-------- Passage provided --------

Thursday, August 25, 2011

Treasury bond sales: Welfare for the rich!



It's been well discussed here as well as in many other MMT blogs on the web, that the government doesn't need to sell bonds. It spends simply by crediting bank accounts and the sale of bonds isn't necessary for the government to have the funds to pay for goods and services.

On the contrary, bond sales have historically functioned merely as a tool used to manipulate the level of reserves in the banking system in order to set interest rates. But now that the Fed pays interest on reserves, the sale of bonds is even more unecessary. So why do we keep on doing it? I have no idea.

Who buys bonds?

Mostly affluent people. I don't know too many poor people or even middle class people who are wondering what Treasury securities they are going to buy with their extra savings. Only rich people have that worry. Warren Buffet owns over $40 billion in Treasury securities by his own admission. So our government is basically paying interest to rich people like Warren Buffet for no reason at all. It's welfare for the rich and the numbers are huge. Take a look...

Here's what the government pays out in interest and what it pays out on some other, important spending items.

Fiscal Year-to-Date

Interest payments $194 bln
Education $206 bln
Unemployment Ins $106 bln
Temporary Assistance to Needy Families (TANF) $17bln
Food Stamps $4.6 bln

So the government spends 40 times more money paying interest to rich people than it does for food stamps.

It spends twice as much paying welfare to rich people as it does to help the unemployed.

It gives more than 10 times more to rich people than it does to needy families.

It gives about as much to rich people as it spends, in total, on education.

Pardon me, but these are disgraceful statistics. It's one thing to say that we need to spend a lot on national security, because without that, even food becomes moot. (You can't eat if you're blown up.)

However, to spend this kind of money subsidizing the rich when so many people--kids, families, etc--are going hungry or simply desiring an education or needing a helping hand during an economic depression, that is totally immoral, I'm sorry. Welcome to our government, our leadership and our economic reality.

-------- Material --------

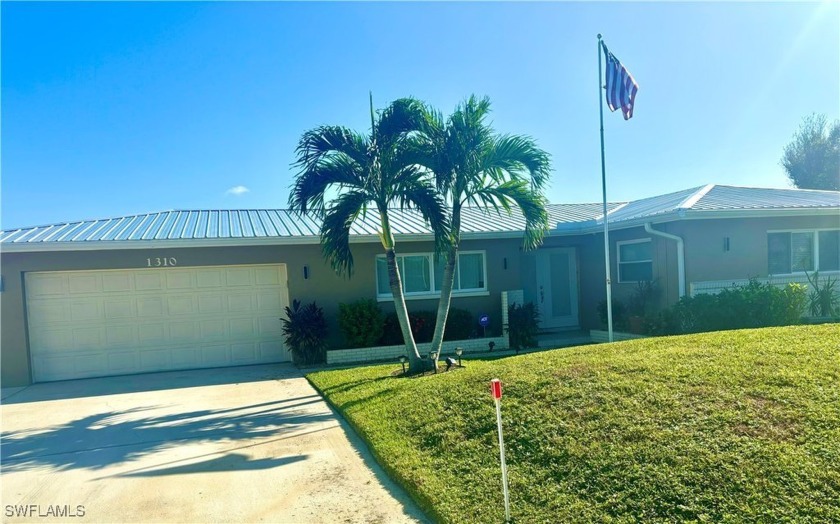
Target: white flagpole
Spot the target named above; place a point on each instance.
(604, 191)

--------

The problem:
In the post on Treasury bond sales, how much does Warren Buffet own in Treasury securities?

Response to the task:
Over $40 billion, by his own admission.